> _TO DO_:
Answer these questions from the text about fractals and mandalas in artwork:
1. What does the word "mandala" literally mean?
2. How does the text describe the Anthropocene?
3. What does the text name as the first steps towards practical change to help the environment?

About my artwork




My artwork work is inspired by nature, in particular - Fractals - the ever-repeating patterns found all throughout our universe. Through my work I explore ideas surrounding interconnection and the human experience.

Fractal patterning is the foundation of all matter in our universe. Fractals are the shape of randomness - chaotic patterns that are characterised by scaled similarity. Fractals are the very essence of our DNA, nature, time and space. Examples of fractals are in the patterns of our nerves and lungs, of our brain’s neurons, of snowflakes, leaf veins, branching trees, flowing rivers, coastal edges, lightening bolts, weather patterns, galaxy formations, everything natural in our universe.

Once you start noticing these patterns, they start showing up everywhere, allowing the viewer to draw connections between the pattern of their skin to that of tree bark, to the make up of our social systems and so forth. Fractal patterning allows us to see and visualise the unbreakable and immense interconnection between humans and nature.

A mandala is a circular, intricate orb of organized chaos that can be seen as a manifestation of fractal patterning. The mandala is a fascinating concept, art form, metaphor, tool and artifact throughout the human experience. Characterised by circularity, scaling, self-similarity, repetition and symmetry, the mandala literally means ‘circle’ and represents the universe. The mandala is present all throughout our natural world - the earth, snowflakes, flowers, galaxies and every atom that exists. The mandala is a natural and social phenomenon, transcending culture. Examples of civilizations engaging with this worldwide art form includes the well-known Tibetan Buddhist Mandala, Christian stained-glass windows, Pacific island designs, Celtic knots, Persian tiling, European mosaic works, Australian Aboriginal patterns, Indian artworks, North American dream catchers and many other manifestations of this universal design. In nature, examples of the mandala can be seen in the sun, in shells, in cross sections of microorganisms and in weather systems. I am fascinated in creating my own patterns, inspired by those in our natural world. We are all interconnected, and this is the driving force behind my creative practice. 

“The mandala is the key to the link between our conscious awareness and the universe itself. It shows us back to the origins of humanity, to the birth of matter and energy. In an eloquent poem without words, it reveals to us that we are inextricably linked to the universe as a leaf to a vast and ancient tree” (Barreda, 2008)

In contemporary society there has been a philosophical divide between between humanity and the environment that we are part of, leading to the creation and awareness of the Anthropocene. The Anthropocene is the new geological epoch we have entered into - characterised by human dominance and destruction.This recognition has brought to the forefront the division between humans and nature and the ecological consequences of this paradigm shift. Throughout human history, art has been a tool of communication and documentation, exploring and recording the human experience. In confronting the enormity of these challenges, there has never been a time so crucial to create artwork as inquiry into the weaving of consciousness between the planet and our human existence.

Through my practice I am interested in creating artwork that acts as a facilitator, encouraging people to engage with the reality that we are part of the larger system and to navigate these ideas in a positive way. I believe that emotional connection and education are the first steps towards practical change to help our environment, and that these visual creations can be this successful medium.

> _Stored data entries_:
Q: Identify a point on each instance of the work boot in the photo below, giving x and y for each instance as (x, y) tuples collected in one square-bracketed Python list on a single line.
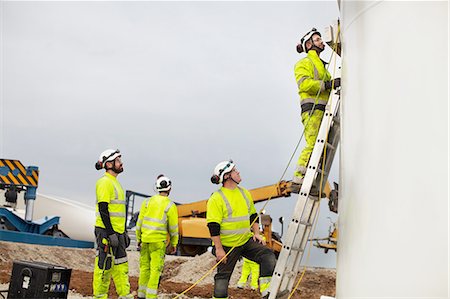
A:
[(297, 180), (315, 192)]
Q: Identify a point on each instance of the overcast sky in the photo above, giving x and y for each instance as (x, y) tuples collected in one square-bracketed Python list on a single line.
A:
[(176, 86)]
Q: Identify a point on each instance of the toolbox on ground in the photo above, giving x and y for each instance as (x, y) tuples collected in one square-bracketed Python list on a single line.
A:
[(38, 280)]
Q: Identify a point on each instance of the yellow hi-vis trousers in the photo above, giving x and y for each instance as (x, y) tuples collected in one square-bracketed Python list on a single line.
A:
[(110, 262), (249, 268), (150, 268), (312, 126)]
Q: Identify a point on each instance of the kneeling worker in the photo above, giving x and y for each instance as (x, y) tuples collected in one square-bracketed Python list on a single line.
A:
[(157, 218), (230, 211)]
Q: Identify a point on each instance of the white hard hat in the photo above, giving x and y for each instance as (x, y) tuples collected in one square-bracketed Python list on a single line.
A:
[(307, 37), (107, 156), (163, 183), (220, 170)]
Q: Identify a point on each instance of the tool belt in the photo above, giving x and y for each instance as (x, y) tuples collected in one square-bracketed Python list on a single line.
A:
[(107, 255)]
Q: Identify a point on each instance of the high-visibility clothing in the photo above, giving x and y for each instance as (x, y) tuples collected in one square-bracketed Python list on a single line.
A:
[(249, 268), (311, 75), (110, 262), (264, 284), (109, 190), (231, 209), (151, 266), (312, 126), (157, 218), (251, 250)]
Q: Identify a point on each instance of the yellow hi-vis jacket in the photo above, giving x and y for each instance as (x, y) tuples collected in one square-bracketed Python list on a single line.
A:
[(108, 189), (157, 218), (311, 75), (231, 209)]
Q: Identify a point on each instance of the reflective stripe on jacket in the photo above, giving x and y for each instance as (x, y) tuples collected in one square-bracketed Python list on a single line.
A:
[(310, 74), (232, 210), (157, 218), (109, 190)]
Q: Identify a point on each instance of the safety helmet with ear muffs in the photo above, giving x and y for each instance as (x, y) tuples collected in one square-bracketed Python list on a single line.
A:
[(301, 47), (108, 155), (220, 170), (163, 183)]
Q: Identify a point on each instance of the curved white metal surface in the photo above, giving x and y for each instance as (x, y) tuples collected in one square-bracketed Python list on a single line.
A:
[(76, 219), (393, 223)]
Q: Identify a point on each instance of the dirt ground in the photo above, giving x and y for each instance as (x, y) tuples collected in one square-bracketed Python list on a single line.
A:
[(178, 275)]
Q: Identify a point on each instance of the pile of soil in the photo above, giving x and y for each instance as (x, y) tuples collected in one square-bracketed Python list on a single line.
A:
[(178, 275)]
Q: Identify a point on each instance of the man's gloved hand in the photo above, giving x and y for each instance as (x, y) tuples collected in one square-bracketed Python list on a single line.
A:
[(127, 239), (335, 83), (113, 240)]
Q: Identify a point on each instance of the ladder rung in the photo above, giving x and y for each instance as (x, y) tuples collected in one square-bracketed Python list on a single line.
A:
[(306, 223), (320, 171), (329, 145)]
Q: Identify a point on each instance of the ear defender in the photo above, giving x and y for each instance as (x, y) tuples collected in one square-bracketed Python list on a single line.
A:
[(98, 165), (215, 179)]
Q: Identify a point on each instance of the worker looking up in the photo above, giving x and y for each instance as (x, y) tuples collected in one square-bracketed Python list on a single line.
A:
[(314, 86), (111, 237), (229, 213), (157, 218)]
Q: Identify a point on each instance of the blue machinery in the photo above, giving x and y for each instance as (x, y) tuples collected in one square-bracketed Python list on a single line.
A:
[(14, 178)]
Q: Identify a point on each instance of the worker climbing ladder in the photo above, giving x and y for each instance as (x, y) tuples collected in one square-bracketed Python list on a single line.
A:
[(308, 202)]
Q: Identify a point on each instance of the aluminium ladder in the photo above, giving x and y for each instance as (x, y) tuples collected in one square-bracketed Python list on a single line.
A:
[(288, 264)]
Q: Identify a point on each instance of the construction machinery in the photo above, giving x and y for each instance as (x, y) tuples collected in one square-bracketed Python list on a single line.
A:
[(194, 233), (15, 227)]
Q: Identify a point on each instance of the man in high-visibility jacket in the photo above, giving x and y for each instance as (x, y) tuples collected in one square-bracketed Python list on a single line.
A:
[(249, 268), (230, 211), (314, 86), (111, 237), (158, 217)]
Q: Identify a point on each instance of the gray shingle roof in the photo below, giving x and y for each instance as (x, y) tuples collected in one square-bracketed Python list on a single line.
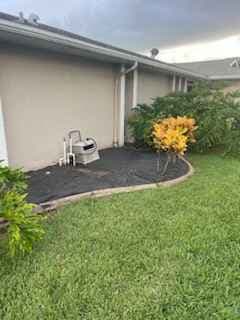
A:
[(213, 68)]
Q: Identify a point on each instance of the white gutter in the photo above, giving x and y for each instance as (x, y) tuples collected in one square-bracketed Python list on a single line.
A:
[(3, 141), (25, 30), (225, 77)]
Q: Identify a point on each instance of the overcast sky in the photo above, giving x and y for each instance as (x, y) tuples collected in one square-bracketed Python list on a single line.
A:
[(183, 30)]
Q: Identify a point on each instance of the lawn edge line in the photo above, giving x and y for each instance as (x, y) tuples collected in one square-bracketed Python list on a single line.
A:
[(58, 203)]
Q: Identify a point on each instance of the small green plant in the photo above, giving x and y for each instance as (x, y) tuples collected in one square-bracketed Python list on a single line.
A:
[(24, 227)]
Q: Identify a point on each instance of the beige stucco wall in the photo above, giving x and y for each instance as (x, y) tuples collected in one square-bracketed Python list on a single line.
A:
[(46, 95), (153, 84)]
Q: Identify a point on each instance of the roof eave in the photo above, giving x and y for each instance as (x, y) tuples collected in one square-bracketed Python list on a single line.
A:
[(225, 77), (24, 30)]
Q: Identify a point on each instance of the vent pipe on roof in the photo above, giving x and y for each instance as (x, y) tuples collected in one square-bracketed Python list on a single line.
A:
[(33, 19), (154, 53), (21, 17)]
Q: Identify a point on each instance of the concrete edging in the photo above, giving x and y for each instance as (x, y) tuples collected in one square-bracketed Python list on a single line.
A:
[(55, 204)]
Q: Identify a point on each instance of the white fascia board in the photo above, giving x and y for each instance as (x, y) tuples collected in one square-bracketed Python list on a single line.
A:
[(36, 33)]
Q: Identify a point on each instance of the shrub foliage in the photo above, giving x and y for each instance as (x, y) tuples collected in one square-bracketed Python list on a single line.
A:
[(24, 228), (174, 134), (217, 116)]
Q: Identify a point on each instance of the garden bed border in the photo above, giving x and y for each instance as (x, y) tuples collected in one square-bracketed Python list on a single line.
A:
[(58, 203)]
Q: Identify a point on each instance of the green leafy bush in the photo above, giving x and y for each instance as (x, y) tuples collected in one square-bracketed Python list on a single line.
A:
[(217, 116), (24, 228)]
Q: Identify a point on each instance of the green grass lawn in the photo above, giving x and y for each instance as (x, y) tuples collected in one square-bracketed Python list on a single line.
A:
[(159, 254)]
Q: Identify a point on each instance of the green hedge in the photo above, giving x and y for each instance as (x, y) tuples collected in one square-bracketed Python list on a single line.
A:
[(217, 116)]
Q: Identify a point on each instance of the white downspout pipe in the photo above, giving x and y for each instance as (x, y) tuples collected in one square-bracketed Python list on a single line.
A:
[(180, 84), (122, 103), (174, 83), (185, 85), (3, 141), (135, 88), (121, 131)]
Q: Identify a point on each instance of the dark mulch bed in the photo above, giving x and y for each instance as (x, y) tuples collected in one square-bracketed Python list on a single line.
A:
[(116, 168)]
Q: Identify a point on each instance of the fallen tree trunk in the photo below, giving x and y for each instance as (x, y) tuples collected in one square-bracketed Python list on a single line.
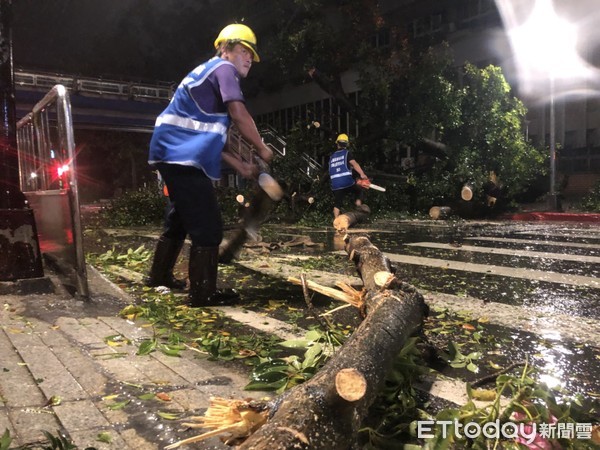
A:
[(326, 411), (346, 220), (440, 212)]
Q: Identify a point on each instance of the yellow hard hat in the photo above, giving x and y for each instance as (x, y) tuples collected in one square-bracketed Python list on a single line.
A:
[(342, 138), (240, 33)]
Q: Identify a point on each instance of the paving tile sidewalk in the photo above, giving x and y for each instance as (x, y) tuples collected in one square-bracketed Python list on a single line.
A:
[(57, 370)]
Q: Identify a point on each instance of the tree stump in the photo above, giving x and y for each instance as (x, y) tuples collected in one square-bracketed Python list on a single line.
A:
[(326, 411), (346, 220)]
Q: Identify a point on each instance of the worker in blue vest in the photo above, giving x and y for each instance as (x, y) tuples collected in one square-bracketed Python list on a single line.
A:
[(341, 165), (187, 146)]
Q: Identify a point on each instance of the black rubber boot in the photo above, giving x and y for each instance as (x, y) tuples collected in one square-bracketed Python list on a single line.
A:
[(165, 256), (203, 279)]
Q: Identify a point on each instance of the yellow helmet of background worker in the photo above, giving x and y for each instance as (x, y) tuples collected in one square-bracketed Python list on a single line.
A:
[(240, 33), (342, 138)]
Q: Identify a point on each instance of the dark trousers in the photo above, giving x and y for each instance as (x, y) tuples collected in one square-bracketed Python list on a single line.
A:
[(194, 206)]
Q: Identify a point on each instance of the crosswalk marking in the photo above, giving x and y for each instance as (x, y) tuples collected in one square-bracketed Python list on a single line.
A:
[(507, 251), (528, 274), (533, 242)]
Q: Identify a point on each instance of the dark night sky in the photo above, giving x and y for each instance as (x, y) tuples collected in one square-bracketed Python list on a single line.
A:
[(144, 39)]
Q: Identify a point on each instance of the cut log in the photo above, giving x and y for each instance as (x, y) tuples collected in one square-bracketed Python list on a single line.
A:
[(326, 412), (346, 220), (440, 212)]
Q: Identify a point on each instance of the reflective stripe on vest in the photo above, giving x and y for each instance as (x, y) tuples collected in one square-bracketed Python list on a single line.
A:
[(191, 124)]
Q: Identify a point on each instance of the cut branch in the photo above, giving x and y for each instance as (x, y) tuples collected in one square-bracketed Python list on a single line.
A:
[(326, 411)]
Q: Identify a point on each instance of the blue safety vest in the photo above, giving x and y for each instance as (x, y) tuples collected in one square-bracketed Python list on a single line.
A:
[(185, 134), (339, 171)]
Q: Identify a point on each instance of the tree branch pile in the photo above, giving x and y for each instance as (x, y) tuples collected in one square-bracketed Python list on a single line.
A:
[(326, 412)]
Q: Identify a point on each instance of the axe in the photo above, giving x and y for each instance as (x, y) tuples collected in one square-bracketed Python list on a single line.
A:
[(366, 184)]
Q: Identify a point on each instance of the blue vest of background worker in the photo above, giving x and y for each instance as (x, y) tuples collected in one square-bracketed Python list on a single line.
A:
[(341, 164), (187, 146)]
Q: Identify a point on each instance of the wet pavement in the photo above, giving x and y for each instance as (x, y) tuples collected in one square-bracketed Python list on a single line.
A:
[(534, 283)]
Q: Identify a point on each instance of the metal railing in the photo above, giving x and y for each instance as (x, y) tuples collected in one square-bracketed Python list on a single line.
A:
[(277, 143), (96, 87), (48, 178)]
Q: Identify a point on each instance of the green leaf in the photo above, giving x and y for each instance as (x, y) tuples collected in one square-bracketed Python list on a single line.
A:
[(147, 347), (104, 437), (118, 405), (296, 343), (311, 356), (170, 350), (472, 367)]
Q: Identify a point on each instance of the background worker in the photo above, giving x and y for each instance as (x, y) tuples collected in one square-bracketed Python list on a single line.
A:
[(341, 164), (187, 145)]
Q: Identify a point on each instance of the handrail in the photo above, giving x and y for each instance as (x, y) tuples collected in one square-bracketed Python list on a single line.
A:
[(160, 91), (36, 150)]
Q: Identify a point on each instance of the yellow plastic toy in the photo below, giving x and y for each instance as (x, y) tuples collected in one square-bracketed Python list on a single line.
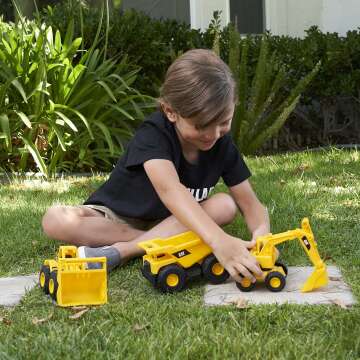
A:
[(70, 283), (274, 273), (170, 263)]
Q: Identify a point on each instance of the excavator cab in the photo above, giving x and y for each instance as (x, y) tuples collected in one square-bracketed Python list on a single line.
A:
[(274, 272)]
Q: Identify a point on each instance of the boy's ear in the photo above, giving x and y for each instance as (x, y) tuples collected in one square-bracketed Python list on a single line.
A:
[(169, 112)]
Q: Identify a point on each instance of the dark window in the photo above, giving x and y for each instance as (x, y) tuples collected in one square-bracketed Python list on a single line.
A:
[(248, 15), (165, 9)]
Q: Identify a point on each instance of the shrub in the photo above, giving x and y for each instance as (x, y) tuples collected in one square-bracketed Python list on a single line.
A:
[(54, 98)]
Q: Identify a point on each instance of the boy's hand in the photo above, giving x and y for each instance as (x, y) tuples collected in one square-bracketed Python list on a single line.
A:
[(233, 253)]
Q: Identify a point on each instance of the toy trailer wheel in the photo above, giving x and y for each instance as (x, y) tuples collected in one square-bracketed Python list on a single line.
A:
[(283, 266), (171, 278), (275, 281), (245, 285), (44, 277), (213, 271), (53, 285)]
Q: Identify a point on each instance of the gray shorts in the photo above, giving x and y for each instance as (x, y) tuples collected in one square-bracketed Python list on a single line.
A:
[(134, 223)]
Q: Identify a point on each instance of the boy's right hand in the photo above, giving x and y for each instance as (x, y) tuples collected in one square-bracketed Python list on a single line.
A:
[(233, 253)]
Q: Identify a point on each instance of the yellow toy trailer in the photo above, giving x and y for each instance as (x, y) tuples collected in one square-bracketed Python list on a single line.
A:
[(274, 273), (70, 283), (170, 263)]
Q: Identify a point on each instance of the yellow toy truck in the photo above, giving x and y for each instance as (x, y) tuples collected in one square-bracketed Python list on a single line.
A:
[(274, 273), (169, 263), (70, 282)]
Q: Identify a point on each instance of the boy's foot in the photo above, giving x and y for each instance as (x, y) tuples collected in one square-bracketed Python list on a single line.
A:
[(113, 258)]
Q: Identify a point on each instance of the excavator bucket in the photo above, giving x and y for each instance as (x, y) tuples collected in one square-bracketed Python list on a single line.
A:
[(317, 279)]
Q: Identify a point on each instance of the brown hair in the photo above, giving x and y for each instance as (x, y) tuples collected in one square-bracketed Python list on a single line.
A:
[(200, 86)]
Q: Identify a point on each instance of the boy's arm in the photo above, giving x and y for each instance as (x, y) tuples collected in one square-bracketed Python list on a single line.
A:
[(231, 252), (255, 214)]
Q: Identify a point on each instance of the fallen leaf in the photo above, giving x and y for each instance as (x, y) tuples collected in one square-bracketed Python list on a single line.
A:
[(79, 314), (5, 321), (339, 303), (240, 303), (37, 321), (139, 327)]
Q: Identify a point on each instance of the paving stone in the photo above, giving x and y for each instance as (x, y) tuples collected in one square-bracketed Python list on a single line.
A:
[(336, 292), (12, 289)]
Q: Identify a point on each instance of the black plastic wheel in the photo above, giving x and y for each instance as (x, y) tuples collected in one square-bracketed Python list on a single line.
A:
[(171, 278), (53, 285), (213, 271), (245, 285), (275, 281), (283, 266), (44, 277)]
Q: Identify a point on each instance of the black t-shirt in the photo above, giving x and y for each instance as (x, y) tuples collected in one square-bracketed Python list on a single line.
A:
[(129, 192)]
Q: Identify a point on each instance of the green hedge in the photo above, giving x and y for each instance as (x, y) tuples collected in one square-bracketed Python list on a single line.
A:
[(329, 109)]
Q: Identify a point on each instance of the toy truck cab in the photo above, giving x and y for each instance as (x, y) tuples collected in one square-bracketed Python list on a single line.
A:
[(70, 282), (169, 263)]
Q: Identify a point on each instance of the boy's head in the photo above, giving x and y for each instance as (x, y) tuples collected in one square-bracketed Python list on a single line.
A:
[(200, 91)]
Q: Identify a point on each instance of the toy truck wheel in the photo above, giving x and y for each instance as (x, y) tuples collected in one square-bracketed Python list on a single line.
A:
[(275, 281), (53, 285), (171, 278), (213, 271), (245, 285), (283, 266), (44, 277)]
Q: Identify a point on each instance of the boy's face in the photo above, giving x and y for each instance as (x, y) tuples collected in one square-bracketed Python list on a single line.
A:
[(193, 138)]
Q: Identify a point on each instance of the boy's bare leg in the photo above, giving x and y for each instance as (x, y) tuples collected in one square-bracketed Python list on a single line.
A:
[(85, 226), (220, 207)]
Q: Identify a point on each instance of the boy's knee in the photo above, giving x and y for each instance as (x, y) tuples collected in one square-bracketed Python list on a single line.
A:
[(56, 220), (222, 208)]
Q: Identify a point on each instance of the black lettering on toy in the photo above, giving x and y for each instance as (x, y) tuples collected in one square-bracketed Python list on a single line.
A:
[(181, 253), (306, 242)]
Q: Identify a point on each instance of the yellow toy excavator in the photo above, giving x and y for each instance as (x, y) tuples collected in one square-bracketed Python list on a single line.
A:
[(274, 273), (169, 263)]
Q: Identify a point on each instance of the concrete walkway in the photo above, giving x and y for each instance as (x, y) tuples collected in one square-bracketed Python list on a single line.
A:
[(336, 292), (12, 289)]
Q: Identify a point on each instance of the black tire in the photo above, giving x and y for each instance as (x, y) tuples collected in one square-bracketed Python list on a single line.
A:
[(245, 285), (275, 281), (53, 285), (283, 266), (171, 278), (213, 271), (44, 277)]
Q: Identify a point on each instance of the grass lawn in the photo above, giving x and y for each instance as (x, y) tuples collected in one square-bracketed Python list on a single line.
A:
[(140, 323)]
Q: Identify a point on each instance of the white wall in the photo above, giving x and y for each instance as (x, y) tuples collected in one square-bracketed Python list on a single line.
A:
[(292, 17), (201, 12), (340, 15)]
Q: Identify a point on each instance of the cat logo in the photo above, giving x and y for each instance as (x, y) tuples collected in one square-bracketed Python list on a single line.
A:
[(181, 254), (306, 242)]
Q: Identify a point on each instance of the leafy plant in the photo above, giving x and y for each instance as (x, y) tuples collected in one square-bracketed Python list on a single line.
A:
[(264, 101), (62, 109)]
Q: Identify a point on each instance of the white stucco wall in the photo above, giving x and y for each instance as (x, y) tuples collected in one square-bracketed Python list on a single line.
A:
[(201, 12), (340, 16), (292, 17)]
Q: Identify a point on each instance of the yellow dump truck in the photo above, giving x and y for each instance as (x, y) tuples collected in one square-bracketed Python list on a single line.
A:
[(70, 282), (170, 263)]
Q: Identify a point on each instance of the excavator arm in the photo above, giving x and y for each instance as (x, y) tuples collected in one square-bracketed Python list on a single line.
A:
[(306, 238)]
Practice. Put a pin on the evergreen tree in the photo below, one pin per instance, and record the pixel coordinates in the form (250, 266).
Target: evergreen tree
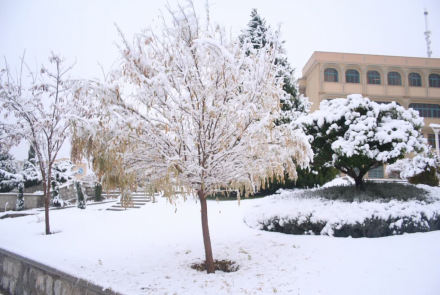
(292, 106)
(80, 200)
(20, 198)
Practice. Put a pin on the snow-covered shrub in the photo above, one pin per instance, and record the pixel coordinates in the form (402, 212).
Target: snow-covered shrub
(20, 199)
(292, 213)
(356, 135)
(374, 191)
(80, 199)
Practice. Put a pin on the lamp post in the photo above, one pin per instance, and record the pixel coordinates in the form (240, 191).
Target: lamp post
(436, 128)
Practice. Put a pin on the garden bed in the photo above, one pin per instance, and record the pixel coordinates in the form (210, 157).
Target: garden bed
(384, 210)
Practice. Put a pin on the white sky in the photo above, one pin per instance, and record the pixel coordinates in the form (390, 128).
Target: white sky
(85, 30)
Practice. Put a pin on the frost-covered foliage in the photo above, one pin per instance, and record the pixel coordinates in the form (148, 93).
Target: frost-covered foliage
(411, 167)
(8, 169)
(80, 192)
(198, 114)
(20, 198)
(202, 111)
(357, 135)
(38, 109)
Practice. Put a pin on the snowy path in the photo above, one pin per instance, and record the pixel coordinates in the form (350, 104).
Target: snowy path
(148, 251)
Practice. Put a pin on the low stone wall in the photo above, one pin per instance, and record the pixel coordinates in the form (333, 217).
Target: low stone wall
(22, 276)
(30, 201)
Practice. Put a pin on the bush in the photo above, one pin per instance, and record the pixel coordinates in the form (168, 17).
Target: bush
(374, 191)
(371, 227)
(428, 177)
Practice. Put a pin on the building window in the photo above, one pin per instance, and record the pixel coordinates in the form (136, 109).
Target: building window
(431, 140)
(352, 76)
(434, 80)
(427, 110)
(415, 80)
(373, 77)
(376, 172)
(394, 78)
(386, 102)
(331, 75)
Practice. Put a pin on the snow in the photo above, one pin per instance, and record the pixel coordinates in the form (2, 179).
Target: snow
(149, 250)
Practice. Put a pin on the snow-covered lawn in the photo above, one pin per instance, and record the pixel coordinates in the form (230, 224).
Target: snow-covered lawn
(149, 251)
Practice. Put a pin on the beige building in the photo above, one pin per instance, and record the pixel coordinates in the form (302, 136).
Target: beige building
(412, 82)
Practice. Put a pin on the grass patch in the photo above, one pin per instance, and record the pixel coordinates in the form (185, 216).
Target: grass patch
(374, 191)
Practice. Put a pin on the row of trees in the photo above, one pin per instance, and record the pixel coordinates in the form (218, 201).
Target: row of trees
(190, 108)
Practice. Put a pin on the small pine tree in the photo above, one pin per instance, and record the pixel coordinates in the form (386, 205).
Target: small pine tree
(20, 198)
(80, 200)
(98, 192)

> _SOLUTION TO THIS EXERCISE_:
1. It literally means "circle."
2. It is the new geological epoch we have entered into, characterized by human dominance and destruction.
3. Emotional connection and education.